- [Problem requirements]:
Copy out the entries below word for word, beginning at the line that contains "Where can you see the fallen" and continuing through the last line of the entries.

- [Records supplied]:
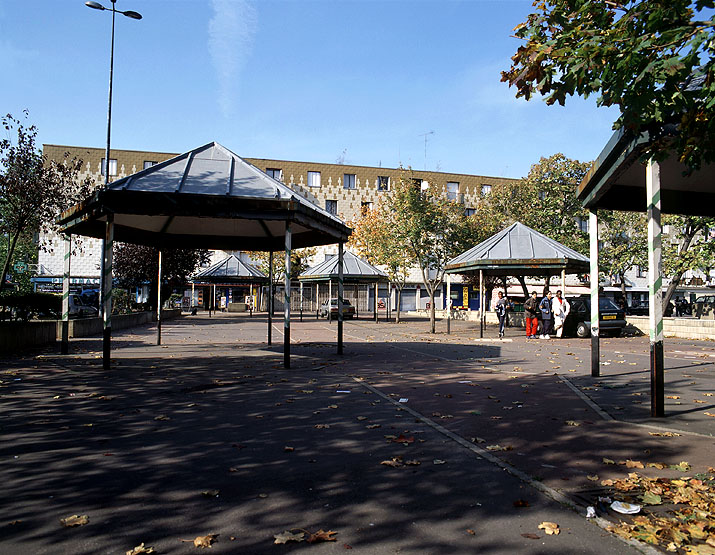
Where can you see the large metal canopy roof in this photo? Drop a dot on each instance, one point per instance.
(616, 181)
(355, 269)
(205, 198)
(231, 269)
(519, 250)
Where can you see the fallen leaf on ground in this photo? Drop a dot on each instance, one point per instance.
(633, 464)
(550, 528)
(321, 536)
(74, 520)
(141, 549)
(288, 536)
(205, 541)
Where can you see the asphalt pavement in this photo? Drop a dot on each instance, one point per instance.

- [Written reply]:
Where can you see the fallen leaf on ground in this photo? Drop a dot on each instance, one point per instance.
(633, 464)
(550, 528)
(321, 536)
(74, 520)
(141, 549)
(288, 536)
(205, 541)
Where can you see the asphalt pavement in this photo? Drop a dot on each instance, one point per instance.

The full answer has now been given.